Position annotation records
::::

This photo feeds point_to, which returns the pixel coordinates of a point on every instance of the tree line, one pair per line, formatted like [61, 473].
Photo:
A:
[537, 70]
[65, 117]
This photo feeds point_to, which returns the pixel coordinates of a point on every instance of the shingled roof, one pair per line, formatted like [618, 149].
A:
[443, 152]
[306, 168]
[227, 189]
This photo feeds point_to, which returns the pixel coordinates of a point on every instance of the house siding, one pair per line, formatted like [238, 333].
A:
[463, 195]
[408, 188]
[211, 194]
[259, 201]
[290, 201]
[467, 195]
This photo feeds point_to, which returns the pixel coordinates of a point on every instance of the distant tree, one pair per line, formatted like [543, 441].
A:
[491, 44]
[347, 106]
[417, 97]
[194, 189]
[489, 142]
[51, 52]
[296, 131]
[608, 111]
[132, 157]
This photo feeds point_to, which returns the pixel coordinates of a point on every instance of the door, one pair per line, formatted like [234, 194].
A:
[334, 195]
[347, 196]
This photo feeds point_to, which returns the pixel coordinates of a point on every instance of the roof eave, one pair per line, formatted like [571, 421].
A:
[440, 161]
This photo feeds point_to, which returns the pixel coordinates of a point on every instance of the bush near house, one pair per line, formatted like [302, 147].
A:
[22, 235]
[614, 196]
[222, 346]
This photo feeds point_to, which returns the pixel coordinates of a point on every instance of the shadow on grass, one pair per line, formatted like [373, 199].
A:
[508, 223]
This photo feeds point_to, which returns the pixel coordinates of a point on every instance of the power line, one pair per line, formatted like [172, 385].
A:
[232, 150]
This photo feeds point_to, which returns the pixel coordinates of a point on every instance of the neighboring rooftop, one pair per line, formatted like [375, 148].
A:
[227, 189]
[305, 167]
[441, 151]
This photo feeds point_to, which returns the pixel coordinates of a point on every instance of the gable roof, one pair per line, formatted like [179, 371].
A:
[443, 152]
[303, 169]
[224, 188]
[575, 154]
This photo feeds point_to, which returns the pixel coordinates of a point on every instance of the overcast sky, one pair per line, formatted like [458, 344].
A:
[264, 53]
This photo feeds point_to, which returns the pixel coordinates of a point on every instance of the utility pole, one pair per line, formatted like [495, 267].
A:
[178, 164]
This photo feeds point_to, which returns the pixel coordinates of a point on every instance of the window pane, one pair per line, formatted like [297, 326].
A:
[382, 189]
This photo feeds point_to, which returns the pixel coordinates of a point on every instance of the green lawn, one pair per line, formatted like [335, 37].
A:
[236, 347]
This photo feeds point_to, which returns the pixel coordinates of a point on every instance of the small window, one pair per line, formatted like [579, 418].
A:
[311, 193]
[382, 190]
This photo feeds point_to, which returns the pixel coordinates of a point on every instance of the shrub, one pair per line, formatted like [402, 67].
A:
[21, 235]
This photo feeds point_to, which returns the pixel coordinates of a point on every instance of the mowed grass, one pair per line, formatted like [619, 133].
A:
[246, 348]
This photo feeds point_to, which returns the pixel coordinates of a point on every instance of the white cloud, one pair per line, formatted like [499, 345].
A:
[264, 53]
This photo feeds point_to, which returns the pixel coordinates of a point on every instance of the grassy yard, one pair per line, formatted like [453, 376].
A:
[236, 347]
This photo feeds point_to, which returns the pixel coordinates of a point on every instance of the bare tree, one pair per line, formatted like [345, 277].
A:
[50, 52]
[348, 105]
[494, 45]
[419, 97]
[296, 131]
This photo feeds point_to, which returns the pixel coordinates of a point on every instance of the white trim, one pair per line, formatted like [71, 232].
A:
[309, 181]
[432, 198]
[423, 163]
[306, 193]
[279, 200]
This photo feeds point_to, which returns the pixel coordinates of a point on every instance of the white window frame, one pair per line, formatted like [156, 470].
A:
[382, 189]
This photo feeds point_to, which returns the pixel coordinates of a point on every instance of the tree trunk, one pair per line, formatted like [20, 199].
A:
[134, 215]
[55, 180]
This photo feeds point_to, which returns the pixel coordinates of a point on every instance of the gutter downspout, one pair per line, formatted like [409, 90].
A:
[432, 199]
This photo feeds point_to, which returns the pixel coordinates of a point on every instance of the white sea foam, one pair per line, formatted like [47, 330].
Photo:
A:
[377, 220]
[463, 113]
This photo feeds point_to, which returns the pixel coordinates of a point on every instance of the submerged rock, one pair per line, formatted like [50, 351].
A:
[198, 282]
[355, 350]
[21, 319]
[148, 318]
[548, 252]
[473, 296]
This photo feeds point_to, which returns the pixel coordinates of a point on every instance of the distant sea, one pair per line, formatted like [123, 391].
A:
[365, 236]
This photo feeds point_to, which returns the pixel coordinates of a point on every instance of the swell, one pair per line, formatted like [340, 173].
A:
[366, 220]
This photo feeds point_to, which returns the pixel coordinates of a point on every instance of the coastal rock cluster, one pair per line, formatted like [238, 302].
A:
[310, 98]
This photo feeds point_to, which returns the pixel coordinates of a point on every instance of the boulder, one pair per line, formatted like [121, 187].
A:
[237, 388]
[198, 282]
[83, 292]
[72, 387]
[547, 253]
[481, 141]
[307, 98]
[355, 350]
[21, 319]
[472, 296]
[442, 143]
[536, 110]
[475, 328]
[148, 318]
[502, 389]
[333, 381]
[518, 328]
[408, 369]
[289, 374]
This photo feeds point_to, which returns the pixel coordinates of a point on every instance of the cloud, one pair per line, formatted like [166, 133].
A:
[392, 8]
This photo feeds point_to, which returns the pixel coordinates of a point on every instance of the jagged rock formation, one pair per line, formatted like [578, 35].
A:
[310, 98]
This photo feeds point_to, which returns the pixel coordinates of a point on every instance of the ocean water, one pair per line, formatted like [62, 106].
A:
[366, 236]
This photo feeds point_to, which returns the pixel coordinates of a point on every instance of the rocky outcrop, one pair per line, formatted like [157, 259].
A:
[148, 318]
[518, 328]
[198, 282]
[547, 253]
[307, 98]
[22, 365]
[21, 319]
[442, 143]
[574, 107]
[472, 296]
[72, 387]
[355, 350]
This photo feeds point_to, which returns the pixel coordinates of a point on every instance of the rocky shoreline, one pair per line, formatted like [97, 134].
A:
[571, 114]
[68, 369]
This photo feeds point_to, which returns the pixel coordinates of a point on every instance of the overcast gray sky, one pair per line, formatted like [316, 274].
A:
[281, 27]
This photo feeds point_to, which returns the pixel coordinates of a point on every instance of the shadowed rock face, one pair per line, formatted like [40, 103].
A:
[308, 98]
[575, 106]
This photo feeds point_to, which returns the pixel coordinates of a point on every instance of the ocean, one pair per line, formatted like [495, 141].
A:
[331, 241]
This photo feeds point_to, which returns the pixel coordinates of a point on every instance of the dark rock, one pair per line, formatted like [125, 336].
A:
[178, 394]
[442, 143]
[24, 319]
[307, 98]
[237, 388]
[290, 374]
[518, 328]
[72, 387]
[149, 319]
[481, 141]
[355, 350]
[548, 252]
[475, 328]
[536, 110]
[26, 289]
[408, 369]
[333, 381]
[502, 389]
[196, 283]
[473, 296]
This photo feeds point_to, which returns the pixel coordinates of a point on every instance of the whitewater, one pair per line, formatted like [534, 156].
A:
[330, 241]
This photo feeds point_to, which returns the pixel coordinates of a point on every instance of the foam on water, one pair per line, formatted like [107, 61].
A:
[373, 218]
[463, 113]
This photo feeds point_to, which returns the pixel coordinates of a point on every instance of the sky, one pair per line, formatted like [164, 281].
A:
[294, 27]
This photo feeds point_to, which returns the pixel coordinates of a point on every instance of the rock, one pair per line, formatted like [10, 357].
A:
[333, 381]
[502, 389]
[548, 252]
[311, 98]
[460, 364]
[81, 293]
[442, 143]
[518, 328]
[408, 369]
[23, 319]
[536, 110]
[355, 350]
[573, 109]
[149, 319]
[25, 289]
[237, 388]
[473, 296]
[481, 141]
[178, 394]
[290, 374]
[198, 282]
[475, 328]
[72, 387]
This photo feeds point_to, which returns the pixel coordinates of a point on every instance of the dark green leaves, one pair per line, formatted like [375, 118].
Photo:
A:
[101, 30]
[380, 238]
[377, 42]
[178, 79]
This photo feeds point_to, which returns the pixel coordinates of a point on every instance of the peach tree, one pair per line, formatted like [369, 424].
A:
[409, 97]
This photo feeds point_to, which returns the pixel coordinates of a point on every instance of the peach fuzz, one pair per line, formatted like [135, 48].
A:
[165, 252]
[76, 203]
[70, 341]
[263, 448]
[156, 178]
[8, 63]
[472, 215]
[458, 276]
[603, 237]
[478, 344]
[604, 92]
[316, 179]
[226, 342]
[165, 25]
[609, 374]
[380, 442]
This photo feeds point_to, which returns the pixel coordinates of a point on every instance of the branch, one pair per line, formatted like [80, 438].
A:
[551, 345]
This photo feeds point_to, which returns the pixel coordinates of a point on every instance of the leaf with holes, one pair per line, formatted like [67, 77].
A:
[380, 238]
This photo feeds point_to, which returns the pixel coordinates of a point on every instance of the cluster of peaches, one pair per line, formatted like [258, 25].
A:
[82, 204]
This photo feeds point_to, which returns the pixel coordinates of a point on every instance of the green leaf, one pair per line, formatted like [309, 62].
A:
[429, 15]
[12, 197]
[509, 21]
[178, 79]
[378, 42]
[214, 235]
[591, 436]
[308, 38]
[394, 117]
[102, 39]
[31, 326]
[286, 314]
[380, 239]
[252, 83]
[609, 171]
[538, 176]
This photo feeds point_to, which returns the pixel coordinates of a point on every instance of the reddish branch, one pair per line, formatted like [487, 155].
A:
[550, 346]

::::

**EXERCISE GOAL:** Rewrite the part of the material that opens with the line containing "like [309, 62]." and closes with the end of the material, putting "x-y coordinates" wherever "pixel coordinates" appears and changing nothing else.

**EXPECTED ANSWER:**
This photo feeds point_to, which returns the x-y coordinates of a point on every instance of the green leaf, one pair per line, formatted like [309, 62].
A:
[429, 15]
[12, 197]
[509, 21]
[178, 79]
[378, 42]
[214, 235]
[591, 436]
[308, 38]
[394, 117]
[102, 39]
[31, 326]
[286, 314]
[380, 239]
[252, 83]
[609, 171]
[538, 176]
This photo feeds point_to, which returns the x-y coordinates of a point on every instance of the reddish branch, one pair per line, formatted like [487, 155].
A:
[550, 346]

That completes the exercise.